__Your assignment__: Every line from the one with "Target: small golden stupa" through the end of the entries below must be retyped exactly, and only those lines. The pictures are not part of the copy.

__Dataset extract__:
/---

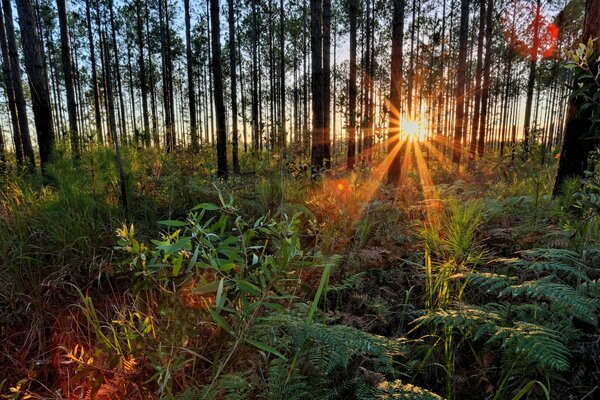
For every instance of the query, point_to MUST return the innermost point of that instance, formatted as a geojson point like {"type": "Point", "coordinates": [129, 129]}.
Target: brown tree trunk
{"type": "Point", "coordinates": [14, 89]}
{"type": "Point", "coordinates": [218, 90]}
{"type": "Point", "coordinates": [233, 79]}
{"type": "Point", "coordinates": [460, 85]}
{"type": "Point", "coordinates": [190, 77]}
{"type": "Point", "coordinates": [69, 76]}
{"type": "Point", "coordinates": [97, 114]}
{"type": "Point", "coordinates": [487, 64]}
{"type": "Point", "coordinates": [577, 142]}
{"type": "Point", "coordinates": [38, 80]}
{"type": "Point", "coordinates": [318, 113]}
{"type": "Point", "coordinates": [352, 88]}
{"type": "Point", "coordinates": [395, 106]}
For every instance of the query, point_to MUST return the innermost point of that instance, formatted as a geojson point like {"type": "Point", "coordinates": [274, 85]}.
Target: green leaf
{"type": "Point", "coordinates": [174, 223]}
{"type": "Point", "coordinates": [248, 287]}
{"type": "Point", "coordinates": [265, 347]}
{"type": "Point", "coordinates": [206, 206]}
{"type": "Point", "coordinates": [220, 321]}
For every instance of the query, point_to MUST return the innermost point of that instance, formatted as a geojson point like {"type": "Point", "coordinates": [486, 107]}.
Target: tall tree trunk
{"type": "Point", "coordinates": [190, 69]}
{"type": "Point", "coordinates": [318, 113]}
{"type": "Point", "coordinates": [283, 132]}
{"type": "Point", "coordinates": [352, 88]}
{"type": "Point", "coordinates": [218, 90]}
{"type": "Point", "coordinates": [461, 76]}
{"type": "Point", "coordinates": [577, 143]}
{"type": "Point", "coordinates": [232, 78]}
{"type": "Point", "coordinates": [14, 89]}
{"type": "Point", "coordinates": [487, 64]}
{"type": "Point", "coordinates": [113, 29]}
{"type": "Point", "coordinates": [532, 73]}
{"type": "Point", "coordinates": [255, 127]}
{"type": "Point", "coordinates": [69, 76]}
{"type": "Point", "coordinates": [142, 72]}
{"type": "Point", "coordinates": [38, 80]}
{"type": "Point", "coordinates": [478, 73]}
{"type": "Point", "coordinates": [327, 82]}
{"type": "Point", "coordinates": [97, 114]}
{"type": "Point", "coordinates": [395, 106]}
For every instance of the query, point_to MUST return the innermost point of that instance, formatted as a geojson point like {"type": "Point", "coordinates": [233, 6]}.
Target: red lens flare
{"type": "Point", "coordinates": [528, 31]}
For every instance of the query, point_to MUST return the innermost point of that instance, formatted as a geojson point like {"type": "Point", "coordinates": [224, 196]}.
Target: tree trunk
{"type": "Point", "coordinates": [395, 106]}
{"type": "Point", "coordinates": [283, 132]}
{"type": "Point", "coordinates": [255, 132]}
{"type": "Point", "coordinates": [97, 114]}
{"type": "Point", "coordinates": [38, 80]}
{"type": "Point", "coordinates": [318, 113]}
{"type": "Point", "coordinates": [577, 143]}
{"type": "Point", "coordinates": [218, 90]}
{"type": "Point", "coordinates": [461, 76]}
{"type": "Point", "coordinates": [14, 88]}
{"type": "Point", "coordinates": [352, 88]}
{"type": "Point", "coordinates": [69, 76]}
{"type": "Point", "coordinates": [531, 79]}
{"type": "Point", "coordinates": [478, 73]}
{"type": "Point", "coordinates": [487, 64]}
{"type": "Point", "coordinates": [327, 82]}
{"type": "Point", "coordinates": [190, 69]}
{"type": "Point", "coordinates": [232, 77]}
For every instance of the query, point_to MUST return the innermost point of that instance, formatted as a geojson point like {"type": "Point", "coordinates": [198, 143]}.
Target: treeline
{"type": "Point", "coordinates": [331, 78]}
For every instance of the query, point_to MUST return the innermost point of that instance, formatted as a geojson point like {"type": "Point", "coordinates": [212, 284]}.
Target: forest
{"type": "Point", "coordinates": [300, 199]}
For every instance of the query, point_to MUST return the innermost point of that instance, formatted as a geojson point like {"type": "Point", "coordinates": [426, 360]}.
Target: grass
{"type": "Point", "coordinates": [194, 306]}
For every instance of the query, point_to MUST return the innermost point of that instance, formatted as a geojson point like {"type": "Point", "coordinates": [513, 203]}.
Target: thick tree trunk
{"type": "Point", "coordinates": [352, 88]}
{"type": "Point", "coordinates": [69, 75]}
{"type": "Point", "coordinates": [255, 132]}
{"type": "Point", "coordinates": [233, 79]}
{"type": "Point", "coordinates": [327, 82]}
{"type": "Point", "coordinates": [190, 77]}
{"type": "Point", "coordinates": [14, 89]}
{"type": "Point", "coordinates": [578, 141]}
{"type": "Point", "coordinates": [38, 80]}
{"type": "Point", "coordinates": [218, 90]}
{"type": "Point", "coordinates": [318, 113]}
{"type": "Point", "coordinates": [97, 114]}
{"type": "Point", "coordinates": [395, 106]}
{"type": "Point", "coordinates": [487, 64]}
{"type": "Point", "coordinates": [478, 73]}
{"type": "Point", "coordinates": [142, 72]}
{"type": "Point", "coordinates": [531, 79]}
{"type": "Point", "coordinates": [460, 85]}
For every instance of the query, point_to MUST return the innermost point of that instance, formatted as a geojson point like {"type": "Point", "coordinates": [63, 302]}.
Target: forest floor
{"type": "Point", "coordinates": [474, 284]}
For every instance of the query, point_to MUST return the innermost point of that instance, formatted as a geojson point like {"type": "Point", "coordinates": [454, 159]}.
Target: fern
{"type": "Point", "coordinates": [397, 390]}
{"type": "Point", "coordinates": [564, 296]}
{"type": "Point", "coordinates": [332, 346]}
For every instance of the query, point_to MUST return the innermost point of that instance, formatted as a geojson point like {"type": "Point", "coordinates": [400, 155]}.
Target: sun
{"type": "Point", "coordinates": [415, 130]}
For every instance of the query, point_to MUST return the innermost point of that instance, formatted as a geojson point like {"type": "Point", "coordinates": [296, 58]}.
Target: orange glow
{"type": "Point", "coordinates": [520, 23]}
{"type": "Point", "coordinates": [414, 129]}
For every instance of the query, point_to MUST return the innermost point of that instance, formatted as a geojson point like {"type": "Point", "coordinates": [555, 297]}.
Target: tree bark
{"type": "Point", "coordinates": [577, 143]}
{"type": "Point", "coordinates": [218, 90]}
{"type": "Point", "coordinates": [318, 113]}
{"type": "Point", "coordinates": [395, 106]}
{"type": "Point", "coordinates": [352, 88]}
{"type": "Point", "coordinates": [14, 88]}
{"type": "Point", "coordinates": [460, 85]}
{"type": "Point", "coordinates": [233, 79]}
{"type": "Point", "coordinates": [38, 80]}
{"type": "Point", "coordinates": [69, 76]}
{"type": "Point", "coordinates": [190, 77]}
{"type": "Point", "coordinates": [487, 64]}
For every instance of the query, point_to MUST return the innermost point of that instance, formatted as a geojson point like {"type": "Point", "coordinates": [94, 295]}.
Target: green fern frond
{"type": "Point", "coordinates": [536, 344]}
{"type": "Point", "coordinates": [563, 296]}
{"type": "Point", "coordinates": [397, 390]}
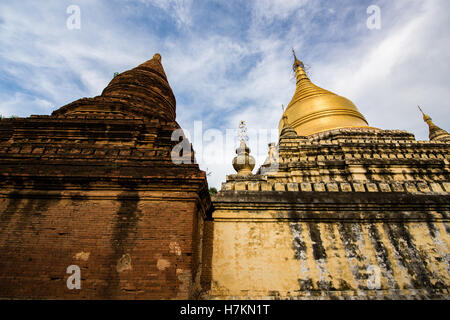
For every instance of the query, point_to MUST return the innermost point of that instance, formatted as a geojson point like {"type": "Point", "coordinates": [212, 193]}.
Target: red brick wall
{"type": "Point", "coordinates": [40, 238]}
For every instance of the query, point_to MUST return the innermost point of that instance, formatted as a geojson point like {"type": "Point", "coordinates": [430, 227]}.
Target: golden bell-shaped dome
{"type": "Point", "coordinates": [313, 109]}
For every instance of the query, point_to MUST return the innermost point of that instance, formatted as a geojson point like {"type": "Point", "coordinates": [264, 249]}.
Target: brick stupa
{"type": "Point", "coordinates": [94, 185]}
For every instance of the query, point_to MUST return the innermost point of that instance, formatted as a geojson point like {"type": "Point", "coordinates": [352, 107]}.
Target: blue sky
{"type": "Point", "coordinates": [231, 60]}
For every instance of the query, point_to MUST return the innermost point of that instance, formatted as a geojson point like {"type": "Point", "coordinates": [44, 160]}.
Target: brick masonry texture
{"type": "Point", "coordinates": [94, 185]}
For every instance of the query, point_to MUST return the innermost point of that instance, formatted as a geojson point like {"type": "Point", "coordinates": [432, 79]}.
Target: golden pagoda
{"type": "Point", "coordinates": [313, 109]}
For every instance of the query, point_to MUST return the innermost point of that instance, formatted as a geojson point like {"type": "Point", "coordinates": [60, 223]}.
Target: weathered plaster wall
{"type": "Point", "coordinates": [270, 253]}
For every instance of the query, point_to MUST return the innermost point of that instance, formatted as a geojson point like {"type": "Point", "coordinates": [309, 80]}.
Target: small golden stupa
{"type": "Point", "coordinates": [436, 133]}
{"type": "Point", "coordinates": [243, 163]}
{"type": "Point", "coordinates": [313, 109]}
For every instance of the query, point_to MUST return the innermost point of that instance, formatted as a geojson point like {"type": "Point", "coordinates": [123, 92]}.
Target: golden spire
{"type": "Point", "coordinates": [313, 109]}
{"type": "Point", "coordinates": [436, 133]}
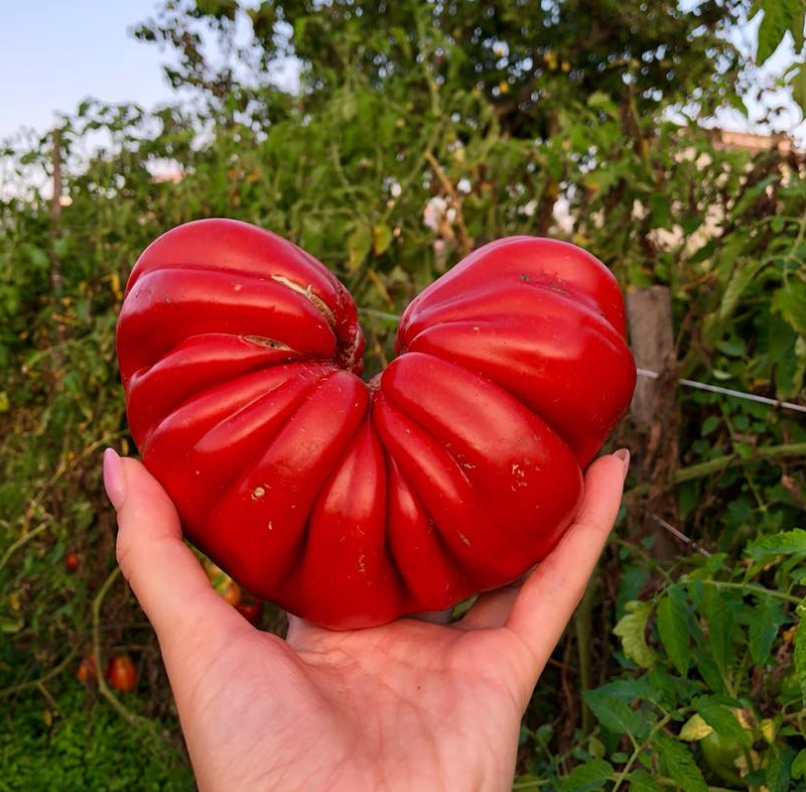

\---

__The completed task__:
Target: small golden stupa
{"type": "Point", "coordinates": [436, 133]}
{"type": "Point", "coordinates": [243, 163]}
{"type": "Point", "coordinates": [313, 109]}
For every instance of the query, point_to MUST return the innermost point of that instance, formatted as a geojson point like {"type": "Point", "coordinates": [123, 92]}.
Target: golden spire
{"type": "Point", "coordinates": [313, 109]}
{"type": "Point", "coordinates": [436, 133]}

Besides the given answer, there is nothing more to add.